■ DATASET EXCERPTS ■
>>>>
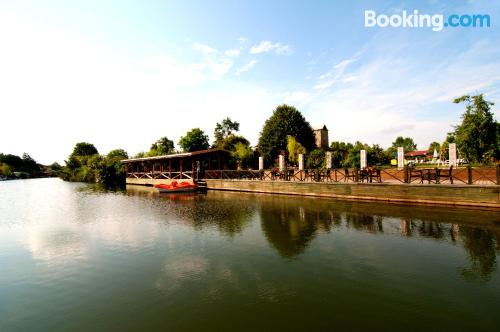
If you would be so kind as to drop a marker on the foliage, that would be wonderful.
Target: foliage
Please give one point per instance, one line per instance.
<<<<
>>>>
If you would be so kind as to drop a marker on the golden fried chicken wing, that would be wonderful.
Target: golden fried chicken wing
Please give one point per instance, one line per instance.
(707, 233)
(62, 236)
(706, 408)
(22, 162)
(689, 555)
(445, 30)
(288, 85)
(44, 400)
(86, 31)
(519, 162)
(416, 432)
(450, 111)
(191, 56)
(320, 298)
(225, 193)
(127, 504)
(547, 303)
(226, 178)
<<<<
>>>>
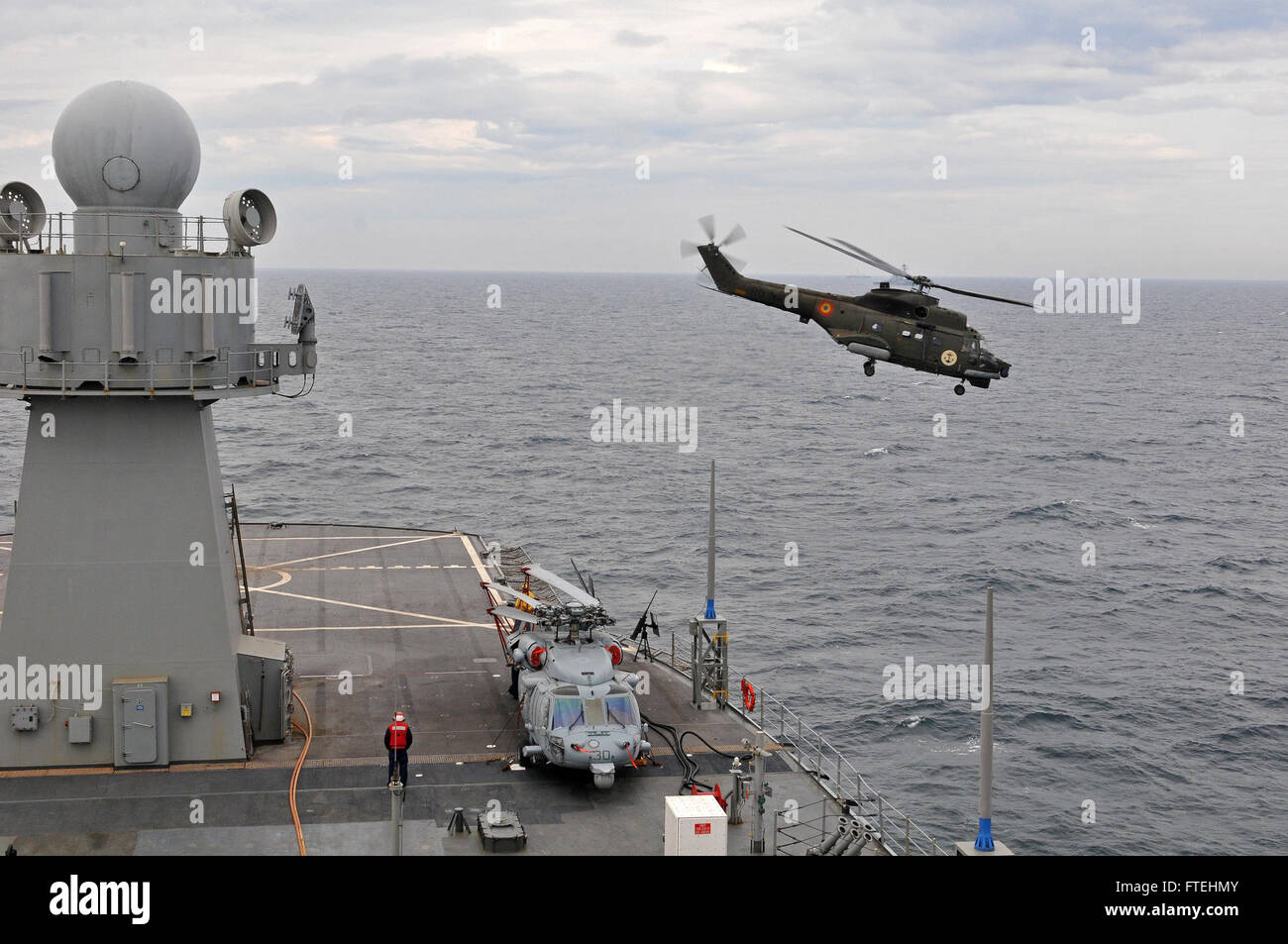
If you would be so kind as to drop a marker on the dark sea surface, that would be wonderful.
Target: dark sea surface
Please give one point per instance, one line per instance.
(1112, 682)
<<<<
■ THE PROBLEM ■
Starting at the line with "surface, that would be wonderful." and continuing through the line with "(1112, 682)", write those lines out again, requests included, but shift every point coordinate in the answers up by 60.

■ RESULT BELOW ■
If you would be so kind as to drop a marker on the dark sea surface, that would be wonderful.
Target: dark sea surface
Please give one point per instance, one line per instance.
(1172, 742)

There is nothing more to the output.